Items listed in a dataset
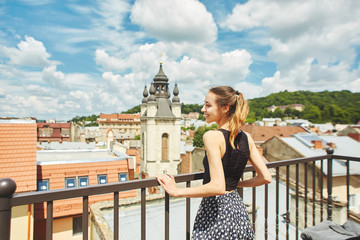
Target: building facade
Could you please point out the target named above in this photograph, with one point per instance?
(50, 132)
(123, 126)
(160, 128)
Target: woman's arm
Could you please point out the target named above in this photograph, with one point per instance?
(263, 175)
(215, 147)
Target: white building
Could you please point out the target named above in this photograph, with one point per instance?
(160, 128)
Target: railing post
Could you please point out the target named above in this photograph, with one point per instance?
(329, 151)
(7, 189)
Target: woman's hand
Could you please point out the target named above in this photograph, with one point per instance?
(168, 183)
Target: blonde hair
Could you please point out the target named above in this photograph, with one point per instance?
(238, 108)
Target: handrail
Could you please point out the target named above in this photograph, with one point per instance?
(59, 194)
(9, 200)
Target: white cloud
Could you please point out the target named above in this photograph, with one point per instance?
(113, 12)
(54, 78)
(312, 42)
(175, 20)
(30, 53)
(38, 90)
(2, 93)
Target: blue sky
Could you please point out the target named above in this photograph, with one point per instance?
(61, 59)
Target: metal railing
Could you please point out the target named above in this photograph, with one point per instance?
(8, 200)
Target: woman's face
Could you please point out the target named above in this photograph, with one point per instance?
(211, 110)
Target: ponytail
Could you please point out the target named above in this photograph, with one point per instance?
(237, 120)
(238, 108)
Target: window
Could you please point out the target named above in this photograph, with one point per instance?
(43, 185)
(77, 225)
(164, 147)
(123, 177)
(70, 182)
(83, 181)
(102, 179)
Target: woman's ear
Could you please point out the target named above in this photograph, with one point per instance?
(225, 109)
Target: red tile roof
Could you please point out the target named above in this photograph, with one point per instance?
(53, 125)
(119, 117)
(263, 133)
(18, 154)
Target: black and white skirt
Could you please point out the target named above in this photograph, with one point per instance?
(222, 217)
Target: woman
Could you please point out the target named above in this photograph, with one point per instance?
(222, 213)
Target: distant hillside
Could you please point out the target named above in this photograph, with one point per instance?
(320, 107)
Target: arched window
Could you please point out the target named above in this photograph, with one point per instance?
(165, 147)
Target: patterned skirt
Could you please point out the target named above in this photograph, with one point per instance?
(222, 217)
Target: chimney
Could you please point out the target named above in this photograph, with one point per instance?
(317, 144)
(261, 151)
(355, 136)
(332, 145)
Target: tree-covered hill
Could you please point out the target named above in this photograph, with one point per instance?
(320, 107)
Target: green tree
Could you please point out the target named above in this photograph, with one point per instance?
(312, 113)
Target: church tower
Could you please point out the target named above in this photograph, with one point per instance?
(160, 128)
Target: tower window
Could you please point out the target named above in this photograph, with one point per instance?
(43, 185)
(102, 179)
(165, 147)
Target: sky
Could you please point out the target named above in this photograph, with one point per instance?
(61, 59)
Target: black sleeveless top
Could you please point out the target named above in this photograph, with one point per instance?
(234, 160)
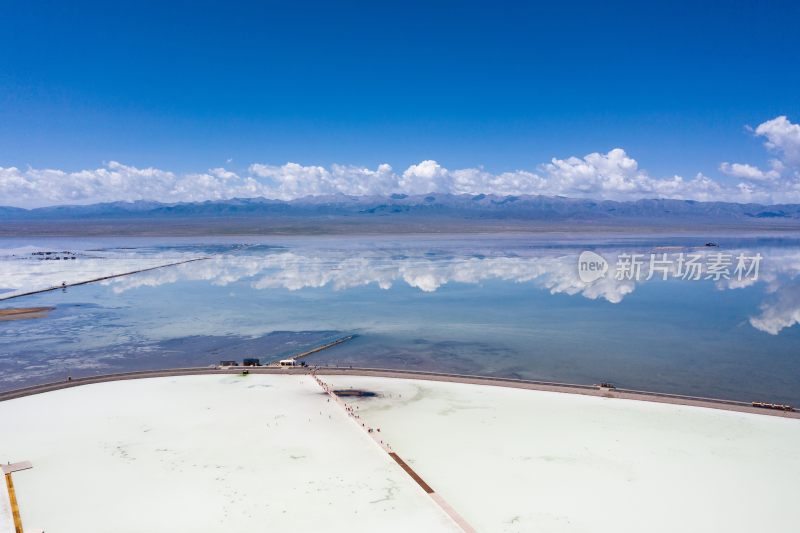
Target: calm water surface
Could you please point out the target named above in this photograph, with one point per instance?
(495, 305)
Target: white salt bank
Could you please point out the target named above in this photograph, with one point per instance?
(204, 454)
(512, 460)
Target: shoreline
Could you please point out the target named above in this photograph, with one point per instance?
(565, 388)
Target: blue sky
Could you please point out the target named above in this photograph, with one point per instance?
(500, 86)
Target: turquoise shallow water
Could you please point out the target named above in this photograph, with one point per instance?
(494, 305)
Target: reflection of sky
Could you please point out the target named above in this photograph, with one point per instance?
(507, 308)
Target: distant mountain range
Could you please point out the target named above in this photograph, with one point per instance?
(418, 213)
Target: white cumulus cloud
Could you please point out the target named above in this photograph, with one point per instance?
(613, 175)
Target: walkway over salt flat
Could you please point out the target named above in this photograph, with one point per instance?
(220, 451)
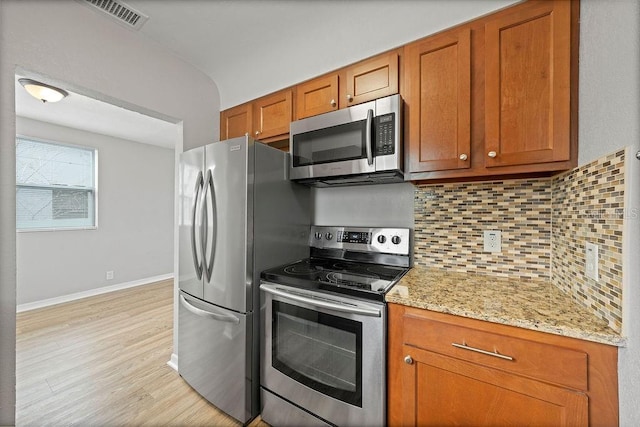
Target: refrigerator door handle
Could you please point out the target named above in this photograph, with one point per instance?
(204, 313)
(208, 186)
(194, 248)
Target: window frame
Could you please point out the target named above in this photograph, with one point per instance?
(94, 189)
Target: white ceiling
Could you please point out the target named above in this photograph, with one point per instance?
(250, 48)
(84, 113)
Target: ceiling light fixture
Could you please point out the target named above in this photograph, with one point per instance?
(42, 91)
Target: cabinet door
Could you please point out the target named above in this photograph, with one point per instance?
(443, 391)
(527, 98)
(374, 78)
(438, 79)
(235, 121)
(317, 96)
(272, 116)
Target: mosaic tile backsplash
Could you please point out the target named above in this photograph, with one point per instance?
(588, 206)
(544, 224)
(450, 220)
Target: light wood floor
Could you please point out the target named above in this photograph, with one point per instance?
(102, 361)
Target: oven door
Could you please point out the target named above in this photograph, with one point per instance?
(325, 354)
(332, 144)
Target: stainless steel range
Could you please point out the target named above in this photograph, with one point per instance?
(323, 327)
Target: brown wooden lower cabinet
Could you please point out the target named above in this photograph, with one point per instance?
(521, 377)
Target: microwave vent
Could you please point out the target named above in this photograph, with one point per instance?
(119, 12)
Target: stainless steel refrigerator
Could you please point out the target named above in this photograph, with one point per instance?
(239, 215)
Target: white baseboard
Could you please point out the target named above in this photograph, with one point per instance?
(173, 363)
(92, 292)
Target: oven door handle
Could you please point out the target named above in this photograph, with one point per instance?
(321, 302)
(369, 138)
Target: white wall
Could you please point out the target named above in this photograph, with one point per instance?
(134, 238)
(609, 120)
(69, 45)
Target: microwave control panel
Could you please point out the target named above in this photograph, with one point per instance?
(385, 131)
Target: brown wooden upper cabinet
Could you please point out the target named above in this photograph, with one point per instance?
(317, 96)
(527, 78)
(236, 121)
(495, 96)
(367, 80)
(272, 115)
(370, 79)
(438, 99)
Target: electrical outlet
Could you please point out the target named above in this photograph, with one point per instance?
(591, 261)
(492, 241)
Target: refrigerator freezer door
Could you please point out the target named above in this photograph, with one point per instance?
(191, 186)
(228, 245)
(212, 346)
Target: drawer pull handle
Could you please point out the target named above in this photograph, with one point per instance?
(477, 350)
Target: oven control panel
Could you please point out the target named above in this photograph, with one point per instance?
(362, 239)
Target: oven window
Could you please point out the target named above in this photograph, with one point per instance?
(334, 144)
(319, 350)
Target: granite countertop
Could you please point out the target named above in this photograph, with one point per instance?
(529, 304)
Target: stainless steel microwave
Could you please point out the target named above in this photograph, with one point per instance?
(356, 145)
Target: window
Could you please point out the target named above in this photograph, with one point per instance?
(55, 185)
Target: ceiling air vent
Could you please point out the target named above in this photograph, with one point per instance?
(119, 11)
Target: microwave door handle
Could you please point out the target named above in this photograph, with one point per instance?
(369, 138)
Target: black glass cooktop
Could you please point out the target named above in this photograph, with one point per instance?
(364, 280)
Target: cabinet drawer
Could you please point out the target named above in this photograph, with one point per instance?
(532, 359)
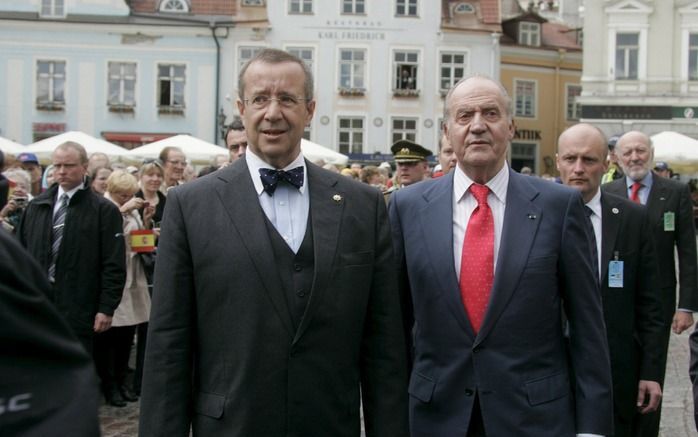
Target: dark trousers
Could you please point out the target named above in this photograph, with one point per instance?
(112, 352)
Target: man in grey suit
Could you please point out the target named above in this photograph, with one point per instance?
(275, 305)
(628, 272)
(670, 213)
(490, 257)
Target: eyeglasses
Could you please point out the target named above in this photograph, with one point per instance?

WHAT YOU HAVE TO DO.
Write out the listing above again, exactly, but with no pictures in the copy.

SOLUTION FOR THIS PROBLEM.
Target: building facade
Could you please point out the target named above in this photograph, with one point per instance?
(50, 132)
(123, 126)
(160, 128)
Target: woman's arm
Could you please point out the target named above in this photograph, with one point per instance?
(263, 175)
(215, 147)
Target: white building
Could you please point out the target named above in this photograph, with one point per instance?
(160, 128)
Target: railing post
Could you please point out the target named above in this photograph, with one point per instance?
(329, 151)
(7, 189)
Target: woman's hand
Could you please point out the target named above in this photograph, with one point per instance?
(168, 183)
Target: blonde hair
Could you please point out the target named above in this photograph, with one point per instance?
(238, 108)
Target: handrail
Could you please point out the target named above in this photograph, with one point per instance?
(59, 194)
(9, 200)
Target: white cloud
Could you please point out the target named above in this photograph, with one point per instance?
(113, 12)
(54, 78)
(312, 42)
(175, 20)
(30, 53)
(38, 90)
(2, 93)
Target: blue sky
Could you please point out the target named above in this photograph, with one point per instance?
(61, 59)
Target: metal railing
Could you please point out the target named above in this photograph, with one point per instance?
(8, 200)
Target: woman's face
Could you please point out the target named above in this photograph, with one point per instance?
(211, 110)
Target: ponytail
Could you please point out the target named above in this photograph, with one point per instance?
(237, 120)
(238, 108)
Target: window
Could you please point out the target named above in this photograph, with one point per instance?
(43, 185)
(77, 225)
(164, 147)
(123, 177)
(70, 182)
(83, 181)
(102, 179)
Target: woman's ear
Could you please point out the target named above in this photograph, with one point per instance?
(225, 109)
Target: red tile roof
Could you please point out the target named above in this photograph, with one point per instance?
(53, 125)
(119, 117)
(263, 133)
(18, 154)
Target: black and white skirt
Could you please point out the target named above in this photograph, with one point per instance?
(222, 217)
Target: woman
Could you please point out the target named above in this photograph, with one point per instance?
(222, 213)
Target: distant hillside
Could you please point out the target named above in this photograph, with one point per instance?
(320, 107)
Target: arched window
Could you please point out the target named above in this photograph, with one point per instance?
(165, 147)
Target: patterned skirt
Could you please point out the target named above in this photograph, with one point per instance?
(222, 217)
Target: chimney
Could you please point out the target named above in this photograph, with one point per instance?
(317, 144)
(261, 151)
(355, 136)
(332, 145)
Target: tree-covered hill
Could you please point out the target named above in this photograph, with one point per instance?
(320, 107)
Target: green tree
Could you please point out the target named above in this photograph, with one point per instance?
(312, 113)
Target: church tower
Could you please point out the target named above in this photograph, with one point per instance?
(160, 128)
Target: tower window
Could you please point out the target named above in this photograph, with one point per instance?
(43, 185)
(102, 179)
(165, 147)
Target: sky
Could you please point out the target named above in this photograph, with one point per instance?
(61, 59)
Target: black sleeveless top
Could you please point out the target named above in this photograph, with one point per instance?
(234, 160)
Target: calm water surface
Could you please point out the target named above in this photograph, with one point per instance?
(495, 305)
Target: white salt bank
Could you please point out the target named above in this photograph, with one point per instance?
(204, 454)
(512, 460)
Target: shoreline
Could you please point out the target named above in this photograph, with one point per instance?
(565, 388)
Target: blue sky
Could you please point out the target named above in this photograph, with one point per instance?
(500, 86)
Target: turquoise shallow water
Could you please point out the target named above in this photograph, with one point per instance?
(494, 305)
Target: reflection of sky
Could you please point out the target named above in this photograph, with one point per instance?
(507, 308)
Target: distant mountain range
Could you please point out the target named above in this photograph, with one point per instance?
(418, 213)
Target: white cumulus cloud
Could you please point out the target named above in this photograph, with one point per instance?
(613, 175)
Target: walkway over salt flat
Could you please point out the target named above in this photograph, with one point per instance?
(220, 451)
Target: refrigerator door handle
Could you please point out the target named above in this photograph, with one point per instance?
(204, 313)
(208, 186)
(194, 248)
Target: window frame
Could you please point out the target named above in this photograph, with one point per instance?
(94, 189)
Target: white ceiling
Could you please point out the target named above in this photograph, with one point per instance?
(250, 48)
(84, 113)
Target: ceiling light fixture
Could you please point out the target named above in this photograph, with one point per instance?
(42, 91)
Target: cabinet door
Could you please point out the target named above in this photograph, with one point per instance?
(443, 391)
(527, 98)
(374, 78)
(438, 79)
(235, 121)
(317, 96)
(272, 116)
Target: mosaic tile backsplash
Could you please point out the target named above in this photograph, with one point per instance?
(588, 206)
(544, 224)
(450, 220)
Target: light wood floor
Could you please point out the target named above in this photograph, with one point per instance?
(102, 361)
Target: oven door
Could you please point out the target named above in this photograph, with one point per instance?
(325, 354)
(332, 144)
Target: stainless steel range
Could you please point out the target named above in this photograph, with one point per instance?
(323, 327)
Target: brown wooden lower cabinet
Could you please point out the target named above in this photograph, with one point per instance?
(521, 377)
Target: microwave vent
Could you please point out the target named above in this photograph, with one point per instance?
(119, 12)
Target: stainless steel refrigerator
Could you please point out the target named above in this photograph, with one point per instance?
(239, 215)
Target: white baseboard
Could you please point out the target named above in this photograph, with one point per instance?
(173, 363)
(92, 292)
Target: oven door handle
Could you please point out the target named above in this photograph, with one point per instance?
(321, 302)
(369, 138)
Target: white wall
Could you please point out the target named above in this photograph, with one point per instance?
(134, 238)
(609, 120)
(69, 45)
Target: microwave control panel
Could you please point out the target named above in this photograph, with one point per instance?
(385, 131)
Target: brown wooden upper cabinet
Could you please point out the target named above in this photograph, with one point per instance?
(317, 96)
(527, 78)
(236, 121)
(495, 96)
(367, 80)
(272, 115)
(370, 79)
(438, 99)
Target: electrical outlet
Could you please point out the target named above in this photograph, with one point per instance?
(591, 261)
(492, 241)
Target: refrigerator freezer door
Could you please point out the target named above in this photograph, with one point per instance?
(191, 186)
(228, 245)
(212, 346)
Target: drawer pull handle
Could you please point out the target named above in this photograph, with one point per instance?
(477, 350)
Target: oven control panel
Could you please point out the target named above in this photograph, with one point per instance?
(362, 239)
Target: oven window
Could you please point out the target named above in this photograph, with one point per instance?
(334, 144)
(319, 350)
Target: granite countertop
Could you please point out the target named above in this photograph, with one point per instance?
(529, 304)
Target: stainless steel microwave
Could you please point out the target named above in this photograph, with one point per instance?
(356, 145)
Target: window
Could you please point out the target named above in this photograph, with one point per instance?
(55, 185)
Target: ceiling air vent
Could you please point out the target named above in this photograph, with one point per instance?
(119, 11)
Target: microwave door handle
Could you please point out the target named above in this photograph, with one point per instance?
(369, 138)
Target: black glass cooktop
Could you please point out the target named above in this photograph, with one point per instance?
(364, 280)
Target: cabinet drawer
Could you please point out the target named above in this photograph, with one point per instance?
(532, 359)
Target: dark trousers
Could you please point out the target named above in this photograph, with one point per instance?
(112, 352)
Target: man in grey suit
Could you please point out the target named above in this photograph, with one point per instance?
(275, 305)
(628, 272)
(670, 213)
(490, 257)
Target: eyeglasses
Could you please point out the target named above in this photograph, with one point per instance?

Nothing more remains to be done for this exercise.